## MATERIAL TO PROCESS

++++++++++++++++++++

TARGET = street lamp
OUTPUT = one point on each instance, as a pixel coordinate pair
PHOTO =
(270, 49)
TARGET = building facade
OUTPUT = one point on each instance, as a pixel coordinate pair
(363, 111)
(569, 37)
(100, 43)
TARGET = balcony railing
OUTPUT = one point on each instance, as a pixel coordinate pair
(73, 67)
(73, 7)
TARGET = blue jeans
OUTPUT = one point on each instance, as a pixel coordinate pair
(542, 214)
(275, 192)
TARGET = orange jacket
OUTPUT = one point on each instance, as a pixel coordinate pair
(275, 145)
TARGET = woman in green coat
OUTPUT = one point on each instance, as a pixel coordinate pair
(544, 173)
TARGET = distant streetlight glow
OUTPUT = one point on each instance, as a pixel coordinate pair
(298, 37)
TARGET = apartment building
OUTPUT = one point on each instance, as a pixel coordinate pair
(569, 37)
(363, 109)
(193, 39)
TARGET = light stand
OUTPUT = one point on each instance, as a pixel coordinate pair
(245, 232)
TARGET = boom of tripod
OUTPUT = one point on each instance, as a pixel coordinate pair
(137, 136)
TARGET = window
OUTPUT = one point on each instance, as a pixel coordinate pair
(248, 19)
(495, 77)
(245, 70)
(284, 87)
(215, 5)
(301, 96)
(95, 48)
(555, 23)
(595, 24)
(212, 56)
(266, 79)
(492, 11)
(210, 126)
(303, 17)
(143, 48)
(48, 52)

++++++++++++++++++++

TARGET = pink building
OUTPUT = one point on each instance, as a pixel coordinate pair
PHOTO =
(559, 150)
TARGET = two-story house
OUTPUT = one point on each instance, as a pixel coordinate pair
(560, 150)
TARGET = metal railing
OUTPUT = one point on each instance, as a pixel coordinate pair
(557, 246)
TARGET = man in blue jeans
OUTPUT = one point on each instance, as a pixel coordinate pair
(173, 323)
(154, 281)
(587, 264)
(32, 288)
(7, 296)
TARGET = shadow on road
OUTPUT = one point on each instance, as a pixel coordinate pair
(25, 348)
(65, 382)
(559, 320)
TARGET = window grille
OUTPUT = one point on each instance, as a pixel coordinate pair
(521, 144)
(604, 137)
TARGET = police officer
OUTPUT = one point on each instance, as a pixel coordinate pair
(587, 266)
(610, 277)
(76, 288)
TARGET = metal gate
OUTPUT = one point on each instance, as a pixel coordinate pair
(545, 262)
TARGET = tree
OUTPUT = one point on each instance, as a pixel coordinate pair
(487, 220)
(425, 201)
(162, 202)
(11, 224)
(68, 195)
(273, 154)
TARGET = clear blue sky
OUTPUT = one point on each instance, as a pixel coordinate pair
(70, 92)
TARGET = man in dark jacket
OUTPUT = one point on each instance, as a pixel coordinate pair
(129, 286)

++++++++++++++++++++

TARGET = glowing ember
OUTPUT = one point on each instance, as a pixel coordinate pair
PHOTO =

++++++++++++++++++++

## DESCRIPTION OF THE TASK
Report each line of the records above that contains the word "window".

## ANSWER FOR THE TASK
TARGET = window
TARGET = window grille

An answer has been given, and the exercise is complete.